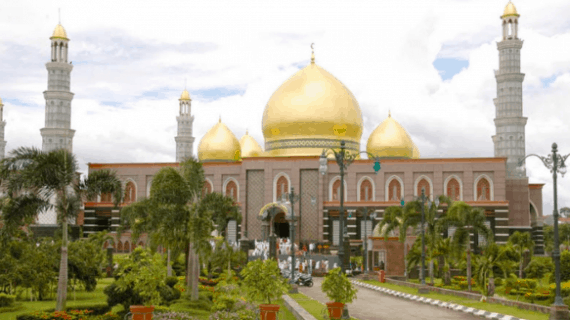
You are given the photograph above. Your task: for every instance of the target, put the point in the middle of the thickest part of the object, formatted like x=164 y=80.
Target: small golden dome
x=59 y=33
x=310 y=111
x=416 y=152
x=249 y=147
x=390 y=139
x=219 y=144
x=185 y=95
x=510 y=10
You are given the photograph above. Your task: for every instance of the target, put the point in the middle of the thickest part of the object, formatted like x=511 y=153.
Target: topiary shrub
x=7 y=300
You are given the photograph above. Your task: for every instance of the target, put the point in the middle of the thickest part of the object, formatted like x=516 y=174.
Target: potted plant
x=265 y=283
x=339 y=289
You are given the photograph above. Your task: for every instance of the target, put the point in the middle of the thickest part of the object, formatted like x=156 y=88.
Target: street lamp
x=343 y=159
x=372 y=216
x=554 y=162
▬▬▬
▸ Task requirements:
From the line that contains "Target: topiary shrub" down to the final line of the entries, print every line exactly as it is, and only those lines.

▸ Answer for the task:
Target: topiary shrub
x=7 y=300
You are given the photograph above. Your task: for every instance of the target, put the point in the middle of the thickest part of the object, formatted like x=516 y=174.
Target: potted plant
x=265 y=283
x=339 y=289
You are given the photograph above. Your task: for every instance of the target, put the point in the middle of the thickest part of the object, formatted like x=156 y=88.
Target: street lamp
x=343 y=159
x=372 y=216
x=554 y=162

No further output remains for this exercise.